Locate every line in the data below that contains the word "glass", and copy each of those lines in full. Case counts, so only exact matches qualify.

__Material supplied__:
=====
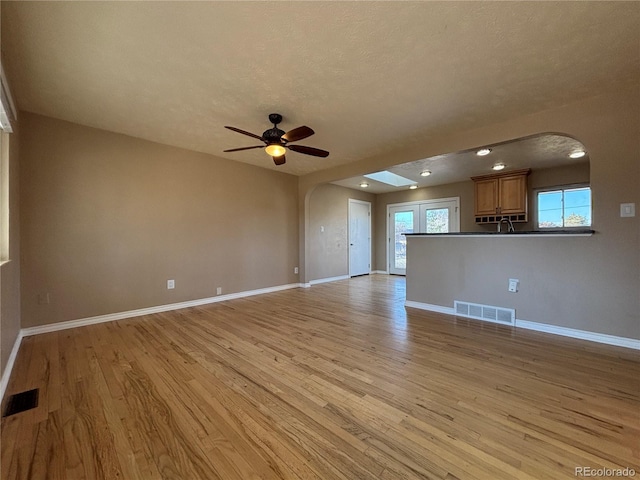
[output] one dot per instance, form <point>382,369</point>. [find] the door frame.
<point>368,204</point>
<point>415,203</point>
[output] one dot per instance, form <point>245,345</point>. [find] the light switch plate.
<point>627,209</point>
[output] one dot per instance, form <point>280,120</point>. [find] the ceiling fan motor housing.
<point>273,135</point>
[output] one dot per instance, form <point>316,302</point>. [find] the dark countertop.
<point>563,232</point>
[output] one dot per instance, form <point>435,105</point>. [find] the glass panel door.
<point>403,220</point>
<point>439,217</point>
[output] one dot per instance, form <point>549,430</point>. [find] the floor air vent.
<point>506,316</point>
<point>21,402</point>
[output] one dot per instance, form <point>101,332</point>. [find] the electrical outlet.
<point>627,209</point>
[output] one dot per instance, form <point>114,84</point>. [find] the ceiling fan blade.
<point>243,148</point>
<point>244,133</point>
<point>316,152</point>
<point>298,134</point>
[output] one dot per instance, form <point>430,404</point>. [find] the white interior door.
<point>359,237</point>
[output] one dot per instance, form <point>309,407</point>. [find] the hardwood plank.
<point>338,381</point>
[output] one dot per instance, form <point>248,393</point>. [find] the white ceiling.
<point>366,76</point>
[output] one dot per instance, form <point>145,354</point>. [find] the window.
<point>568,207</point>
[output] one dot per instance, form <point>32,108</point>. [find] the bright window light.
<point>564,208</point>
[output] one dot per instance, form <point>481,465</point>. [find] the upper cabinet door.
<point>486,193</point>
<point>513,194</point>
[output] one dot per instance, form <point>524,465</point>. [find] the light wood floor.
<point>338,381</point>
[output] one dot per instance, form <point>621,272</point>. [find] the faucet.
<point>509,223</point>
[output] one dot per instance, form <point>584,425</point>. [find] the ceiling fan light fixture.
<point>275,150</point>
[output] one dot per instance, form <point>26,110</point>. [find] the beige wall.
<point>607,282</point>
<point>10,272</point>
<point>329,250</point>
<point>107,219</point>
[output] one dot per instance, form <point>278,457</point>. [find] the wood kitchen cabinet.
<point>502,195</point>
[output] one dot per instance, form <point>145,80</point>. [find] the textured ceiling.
=====
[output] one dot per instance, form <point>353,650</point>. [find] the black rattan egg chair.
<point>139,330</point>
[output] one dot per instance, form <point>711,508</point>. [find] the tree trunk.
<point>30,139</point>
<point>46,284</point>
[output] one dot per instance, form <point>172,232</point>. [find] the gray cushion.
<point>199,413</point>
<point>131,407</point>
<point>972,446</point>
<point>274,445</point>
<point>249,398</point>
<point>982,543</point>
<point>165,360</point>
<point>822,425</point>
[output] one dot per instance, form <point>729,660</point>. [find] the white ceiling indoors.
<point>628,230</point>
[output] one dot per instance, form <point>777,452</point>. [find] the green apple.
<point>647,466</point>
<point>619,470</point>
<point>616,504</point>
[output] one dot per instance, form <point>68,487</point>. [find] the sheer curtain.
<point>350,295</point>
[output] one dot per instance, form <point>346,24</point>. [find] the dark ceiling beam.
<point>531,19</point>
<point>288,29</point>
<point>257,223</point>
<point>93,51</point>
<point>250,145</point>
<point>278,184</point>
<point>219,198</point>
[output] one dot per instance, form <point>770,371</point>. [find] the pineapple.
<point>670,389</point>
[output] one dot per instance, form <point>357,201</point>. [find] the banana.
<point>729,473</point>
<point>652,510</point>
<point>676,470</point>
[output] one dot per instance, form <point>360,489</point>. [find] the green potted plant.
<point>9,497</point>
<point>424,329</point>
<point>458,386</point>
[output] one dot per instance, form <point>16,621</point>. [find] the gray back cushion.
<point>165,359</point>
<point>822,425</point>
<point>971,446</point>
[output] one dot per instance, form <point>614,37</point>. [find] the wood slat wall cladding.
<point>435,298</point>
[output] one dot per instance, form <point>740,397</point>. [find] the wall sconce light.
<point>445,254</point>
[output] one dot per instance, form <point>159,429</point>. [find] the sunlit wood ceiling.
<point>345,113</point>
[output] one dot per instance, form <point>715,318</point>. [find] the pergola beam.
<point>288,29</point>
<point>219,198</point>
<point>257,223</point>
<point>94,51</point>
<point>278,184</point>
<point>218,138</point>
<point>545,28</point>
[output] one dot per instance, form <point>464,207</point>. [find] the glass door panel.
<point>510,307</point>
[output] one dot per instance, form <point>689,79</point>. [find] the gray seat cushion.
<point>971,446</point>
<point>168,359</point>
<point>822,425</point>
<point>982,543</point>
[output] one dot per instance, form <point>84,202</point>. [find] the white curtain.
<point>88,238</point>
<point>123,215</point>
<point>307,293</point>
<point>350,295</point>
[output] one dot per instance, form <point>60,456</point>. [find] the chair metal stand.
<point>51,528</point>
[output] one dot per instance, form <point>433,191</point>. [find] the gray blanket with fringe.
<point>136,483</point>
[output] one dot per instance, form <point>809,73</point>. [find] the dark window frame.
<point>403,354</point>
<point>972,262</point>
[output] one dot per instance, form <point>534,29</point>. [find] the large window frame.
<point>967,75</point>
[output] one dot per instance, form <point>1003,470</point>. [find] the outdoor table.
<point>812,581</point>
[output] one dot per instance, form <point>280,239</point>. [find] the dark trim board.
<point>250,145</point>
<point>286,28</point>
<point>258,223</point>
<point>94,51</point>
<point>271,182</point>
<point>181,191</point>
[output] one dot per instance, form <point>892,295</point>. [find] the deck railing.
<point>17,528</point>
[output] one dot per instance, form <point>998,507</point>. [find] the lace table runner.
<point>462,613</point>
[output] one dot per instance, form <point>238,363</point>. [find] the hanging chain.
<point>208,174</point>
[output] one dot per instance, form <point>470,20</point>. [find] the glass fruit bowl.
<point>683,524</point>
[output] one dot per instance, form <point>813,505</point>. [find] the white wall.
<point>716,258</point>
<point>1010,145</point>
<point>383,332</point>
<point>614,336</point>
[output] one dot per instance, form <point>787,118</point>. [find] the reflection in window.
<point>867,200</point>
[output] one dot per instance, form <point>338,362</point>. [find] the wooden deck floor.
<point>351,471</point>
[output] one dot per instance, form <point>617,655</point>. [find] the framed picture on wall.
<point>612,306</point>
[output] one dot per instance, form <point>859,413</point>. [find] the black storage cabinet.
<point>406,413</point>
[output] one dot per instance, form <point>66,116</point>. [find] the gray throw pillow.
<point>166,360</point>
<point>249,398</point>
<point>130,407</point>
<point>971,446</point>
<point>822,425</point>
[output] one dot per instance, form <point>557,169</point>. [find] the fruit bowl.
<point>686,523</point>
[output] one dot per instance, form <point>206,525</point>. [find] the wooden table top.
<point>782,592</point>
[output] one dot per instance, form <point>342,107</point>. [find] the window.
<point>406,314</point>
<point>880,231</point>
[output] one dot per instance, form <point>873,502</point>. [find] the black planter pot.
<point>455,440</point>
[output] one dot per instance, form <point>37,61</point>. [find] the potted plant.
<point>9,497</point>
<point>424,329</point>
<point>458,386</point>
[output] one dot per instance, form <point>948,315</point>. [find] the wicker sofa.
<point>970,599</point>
=====
__Solved problem__:
[output] one dot per instance, form <point>435,105</point>. [find] the glass panel door.
[output] one dot per instance, form <point>464,207</point>. [find] the glass door panel.
[output] one dot per instance, form <point>470,20</point>. [find] the glass fruit bowl.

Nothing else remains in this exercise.